## AUSZUG
____________
Auszeichnung für Berliner Verlag: Mutig und wachsam

Der Verlag Secession hat den Großen Berliner Verlagspreis gewonnen. Hier erscheinen edle Bücher, die sich einmischen.

Christian Ruzicska steht vor einem Tor. An der linken Seite wächst Efeu.

Manchmal seien die besten Funde zufällig: Verleger Christian Ruzicska Foto: Dagmar Morath

Der weltberühmte Typograf und Informationsdesigner Erik Spiekermann steht in seiner Buchdruckwerkstatt p98a in einem Hinterhof der Potsdamer Straße in Berlin-Tiergarten an einer alten Druckmaschine und lässt sich von einem Mitarbeiter den Stand der Restaurierung erklären. Wer Dinge gern in die Hand nimmt, ist in dieser Werkstatt am richtigen Ort. Zahlreiche historische Druckmaschinen stehen da herum, umgeben von Druckerwerkzeug wie Schließzeug, Setzschiffen und unzähligen Schriften aus Holz und Blei.

Es ist ein guter Ort, Bekanntschaft mit dem Berliner Verlag Secession zu schließen, denn Spiekermann hat viele der Bücher in dessen Programm gestaltet. Es ist auch deshalb ein guter Ort, weil sich die Bücher dieses Verlags, der erst kürzlich den mit 35.000 Euro dotierten Großen Verlagspreis der Berliner Senatsverwaltungen für Kultur und Europa sowie Wirtschaft, Energie und Betriebe gewonnen hat, so gut anfassen lassen.
____________
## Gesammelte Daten

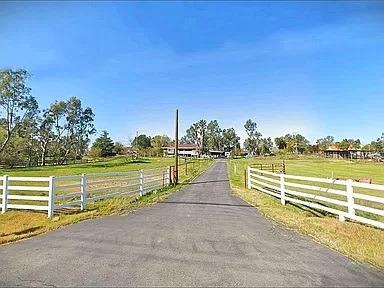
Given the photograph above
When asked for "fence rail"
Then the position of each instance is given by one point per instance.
(52, 193)
(361, 202)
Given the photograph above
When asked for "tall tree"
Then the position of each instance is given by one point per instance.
(104, 144)
(196, 134)
(252, 142)
(16, 102)
(325, 142)
(230, 140)
(281, 143)
(142, 142)
(214, 135)
(158, 142)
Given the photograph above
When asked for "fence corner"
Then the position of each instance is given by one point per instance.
(83, 192)
(4, 202)
(51, 196)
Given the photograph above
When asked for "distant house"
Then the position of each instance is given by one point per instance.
(217, 153)
(185, 150)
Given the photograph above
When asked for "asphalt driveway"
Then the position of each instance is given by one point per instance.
(200, 236)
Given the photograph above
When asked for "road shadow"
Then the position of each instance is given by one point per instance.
(204, 203)
(210, 181)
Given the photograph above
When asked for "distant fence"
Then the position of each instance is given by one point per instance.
(361, 202)
(52, 193)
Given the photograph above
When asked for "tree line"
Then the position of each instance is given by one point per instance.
(32, 136)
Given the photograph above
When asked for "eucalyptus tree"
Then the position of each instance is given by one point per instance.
(230, 140)
(16, 102)
(253, 141)
(196, 134)
(214, 135)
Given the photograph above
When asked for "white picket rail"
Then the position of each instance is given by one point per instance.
(282, 186)
(54, 193)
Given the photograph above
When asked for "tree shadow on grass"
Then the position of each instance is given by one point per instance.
(205, 203)
(21, 232)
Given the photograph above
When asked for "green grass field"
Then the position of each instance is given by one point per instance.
(359, 242)
(16, 225)
(120, 164)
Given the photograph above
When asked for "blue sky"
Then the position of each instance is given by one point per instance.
(315, 68)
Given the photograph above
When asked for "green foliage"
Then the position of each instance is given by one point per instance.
(296, 143)
(348, 144)
(105, 145)
(120, 149)
(142, 142)
(16, 102)
(211, 137)
(60, 133)
(158, 142)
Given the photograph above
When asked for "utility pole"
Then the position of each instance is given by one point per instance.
(177, 148)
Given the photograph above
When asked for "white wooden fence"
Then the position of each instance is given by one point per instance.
(56, 193)
(361, 202)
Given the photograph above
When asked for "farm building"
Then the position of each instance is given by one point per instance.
(350, 153)
(216, 153)
(186, 150)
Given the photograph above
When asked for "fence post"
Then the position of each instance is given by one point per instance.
(51, 196)
(282, 189)
(350, 200)
(83, 191)
(141, 189)
(4, 202)
(186, 168)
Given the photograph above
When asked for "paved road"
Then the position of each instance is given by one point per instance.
(201, 236)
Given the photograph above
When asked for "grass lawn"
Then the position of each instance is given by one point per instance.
(121, 163)
(16, 225)
(359, 242)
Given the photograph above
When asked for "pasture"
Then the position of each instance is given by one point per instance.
(16, 225)
(121, 164)
(360, 242)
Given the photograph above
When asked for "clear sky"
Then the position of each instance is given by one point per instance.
(315, 68)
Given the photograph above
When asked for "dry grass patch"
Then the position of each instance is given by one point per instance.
(357, 241)
(17, 225)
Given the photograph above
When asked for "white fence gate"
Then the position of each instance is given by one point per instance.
(361, 202)
(57, 192)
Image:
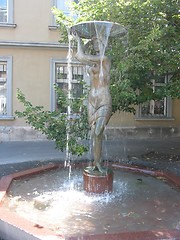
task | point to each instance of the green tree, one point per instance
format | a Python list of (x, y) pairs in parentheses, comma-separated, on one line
[(150, 50), (57, 125)]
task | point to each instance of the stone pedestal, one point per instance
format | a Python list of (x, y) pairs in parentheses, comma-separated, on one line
[(96, 182)]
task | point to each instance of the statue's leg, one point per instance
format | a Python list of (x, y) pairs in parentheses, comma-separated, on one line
[(97, 143)]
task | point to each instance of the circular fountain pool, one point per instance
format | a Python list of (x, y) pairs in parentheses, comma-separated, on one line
[(56, 200)]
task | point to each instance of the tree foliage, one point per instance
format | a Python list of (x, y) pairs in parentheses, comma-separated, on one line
[(150, 50), (57, 125)]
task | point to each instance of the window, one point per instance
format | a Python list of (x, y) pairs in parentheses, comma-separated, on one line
[(64, 6), (59, 77), (157, 108), (6, 12), (3, 11), (5, 87)]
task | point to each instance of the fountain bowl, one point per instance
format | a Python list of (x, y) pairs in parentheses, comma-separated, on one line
[(88, 29), (14, 227)]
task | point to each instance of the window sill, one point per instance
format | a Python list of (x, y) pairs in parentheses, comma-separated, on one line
[(53, 27), (7, 118), (155, 119), (8, 25)]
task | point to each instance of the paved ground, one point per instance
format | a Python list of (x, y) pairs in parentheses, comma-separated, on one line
[(163, 154), (153, 153)]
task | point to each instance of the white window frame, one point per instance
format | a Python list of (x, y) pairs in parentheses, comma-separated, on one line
[(53, 63), (8, 60), (53, 18), (167, 105), (10, 15)]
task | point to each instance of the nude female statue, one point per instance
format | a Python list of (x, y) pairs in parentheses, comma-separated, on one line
[(99, 99)]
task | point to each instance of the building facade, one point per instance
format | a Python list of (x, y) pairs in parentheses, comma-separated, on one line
[(33, 60)]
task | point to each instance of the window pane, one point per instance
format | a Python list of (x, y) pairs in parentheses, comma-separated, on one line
[(63, 5), (3, 11), (3, 88), (62, 81)]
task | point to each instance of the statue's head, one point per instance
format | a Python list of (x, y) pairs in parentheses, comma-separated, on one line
[(98, 44)]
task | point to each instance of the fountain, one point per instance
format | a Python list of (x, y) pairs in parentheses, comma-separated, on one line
[(98, 202), (97, 179)]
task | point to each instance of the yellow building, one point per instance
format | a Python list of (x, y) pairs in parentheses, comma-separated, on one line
[(32, 59)]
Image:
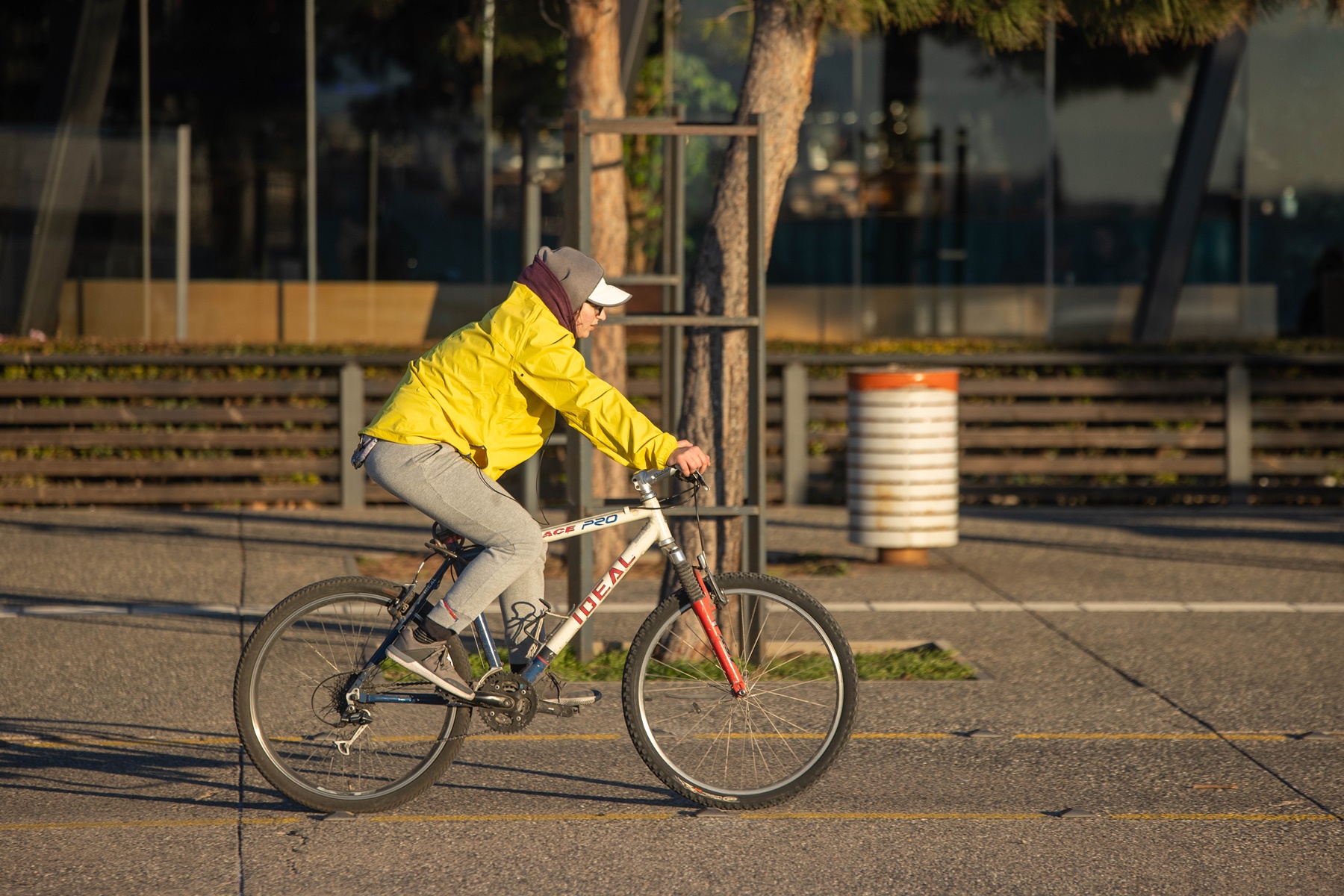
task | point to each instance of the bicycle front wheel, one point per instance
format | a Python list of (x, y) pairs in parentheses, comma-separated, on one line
[(753, 751), (289, 703)]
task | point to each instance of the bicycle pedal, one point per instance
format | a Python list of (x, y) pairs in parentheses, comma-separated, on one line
[(557, 709)]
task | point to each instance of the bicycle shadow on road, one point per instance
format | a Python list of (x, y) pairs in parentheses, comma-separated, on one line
[(119, 763), (653, 795)]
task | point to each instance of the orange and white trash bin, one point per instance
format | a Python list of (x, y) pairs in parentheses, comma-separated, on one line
[(903, 481)]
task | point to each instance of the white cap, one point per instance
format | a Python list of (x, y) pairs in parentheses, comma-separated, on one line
[(608, 296)]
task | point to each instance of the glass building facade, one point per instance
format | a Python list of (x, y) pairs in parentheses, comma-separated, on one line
[(940, 188)]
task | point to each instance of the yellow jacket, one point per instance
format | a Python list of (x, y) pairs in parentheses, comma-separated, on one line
[(491, 390)]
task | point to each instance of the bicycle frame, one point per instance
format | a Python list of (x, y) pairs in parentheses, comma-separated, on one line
[(655, 531)]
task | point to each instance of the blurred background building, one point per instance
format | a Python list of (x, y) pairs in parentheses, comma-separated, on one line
[(940, 190)]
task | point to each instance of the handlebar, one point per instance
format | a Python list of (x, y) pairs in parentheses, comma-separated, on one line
[(647, 479)]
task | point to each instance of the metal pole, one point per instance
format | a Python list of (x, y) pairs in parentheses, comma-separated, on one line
____________
## ZIEL 1
Gib aus dem Artikel über den Verlag Secession den Abschnitt wörtlich wieder, beginnend bei „Auszeichnung für Berliner“ und endend bei „die sich einmischen.“.
## ZIEL 2
Übernimm aus den Datensätzen unverändert die Zeilen, beginnend mit der Zeile, die „task | point to each instance of the window, one“ enthält, und endend mit der Zeile, die „11), (5, 87)]“ enthält, beide eingeschlossen.

## ERGEBNIS 1
Auszeichnung für Berliner Verlag: Mutig und wachsam

Der Verlag Secession hat den Großen Berliner Verlagspreis gewonnen. Hier erscheinen edle Bücher, die sich einmischen.

## ERGEBNIS 2
task | point to each instance of the window, one point per instance
format | a Python list of (x, y) pairs in parentheses, comma-separated, on one line
[(64, 6), (59, 77), (157, 108), (6, 12), (3, 11), (5, 87)]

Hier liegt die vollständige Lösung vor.